- **TASK**:
In the forum thread below about a coppa that may be going bad, how many days did bernieross leave the meat salting before drying it?

┌─ TEXT FOR ANALYSIS

# Is my coppa / capocolla going bad?



## bernieross (Jul 30, 2017)

Fifteen days' drying completed, and it's lost 20%.    I'm a beginner at this, and have heard that black mold isn't good.    I have white spots, some spots of gray/blue, but also quite a large number of dark brown/black spots.   These aren't showing well on this photo, but there are quite a number of them, especially at the bottom end.   













DSCN2015.jpg



__ bernieross
__ Jul 30, 2017






Does this look OK, or do I have to trash it and start again ? 













DSCN2012.jpg



__ bernieross
__ Jul 30, 2017






Thanks!  - Bernie


----------



## daveomak (Jul 30, 2017)

What were ALL the steps you did in the preparation...   You don't want to make those mistakes again... 

Looks like your prep area was contaminated.... humidity too high..  temp too high.... 

Can you please post the recipe you followed.....


----------



## bernieross (Jul 30, 2017)

Thanks Dave.   I salted the meat first, with salt and Prague Powder No. 2.    Don't remember the proportions, but they were correct.   I left it salting for four days, removed it, patted it dry, added some fennel seed and green pepper,  and then put it into a beef bung.   I then covered it loosely in a muslin cloth and hung it to dry.  It's been hanging for 15 days.

It's been hanging in a cool spot, with variable humidity.   We had a couple of very wet days initially, when the humidity was very high (90% or more), but since then it's dropped, sometimes to around 50.    Daytime temperature has ranged from about 18 up to about 23, cooler at night.  Above 21 degrees was rare - it happened a couple of times during a hot spell. 

If those few black spots are nasty, would they be cured with a bit of vinegar?   I'm not intending to cook this, but to have it thin sliced.   The meat doesn't smell bad at all now.  The beef bung was pretty rich-smelling at first, but as it has dried, the smell has improved.

- Bernie


----------



## daveomak (Jul 30, 2017)

I've read some writings from accomplished folks that say, "All mold is OK"...  Others say black mold is bad... 

It has been said, wipe it down with vinegar..  I would use white vinegar ...  clean it up good...   keep the humidity from 70-80% as too high a humidity will help breed mold... 70-80 deg. f to dry the casing for 12 hours or so....   then 50-60 F for 3-4 weeks to dry...

└─
┌─ DATA PROVIDED

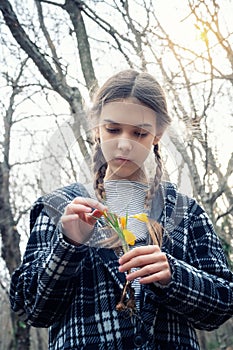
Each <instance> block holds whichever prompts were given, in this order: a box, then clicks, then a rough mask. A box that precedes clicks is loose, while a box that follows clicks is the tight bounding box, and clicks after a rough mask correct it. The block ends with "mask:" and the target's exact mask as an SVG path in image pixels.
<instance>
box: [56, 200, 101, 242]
mask: <svg viewBox="0 0 233 350" xmlns="http://www.w3.org/2000/svg"><path fill="white" fill-rule="evenodd" d="M93 209H95V210H94V211H93ZM104 210H107V208H106V207H105V206H104V205H103V204H102V203H100V202H98V201H97V200H95V199H92V198H83V197H76V198H75V199H74V200H73V201H72V202H71V203H69V204H68V205H67V207H66V208H65V211H64V214H63V215H62V217H61V223H62V227H63V229H64V234H65V235H66V236H67V237H68V239H71V240H72V241H75V242H77V243H85V242H86V241H88V239H89V238H90V235H91V232H92V230H93V227H94V225H95V223H96V219H95V218H94V217H93V216H95V217H100V216H101V215H102V212H103V211H104Z"/></svg>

└─

- **TASK RESULT**:
Four days.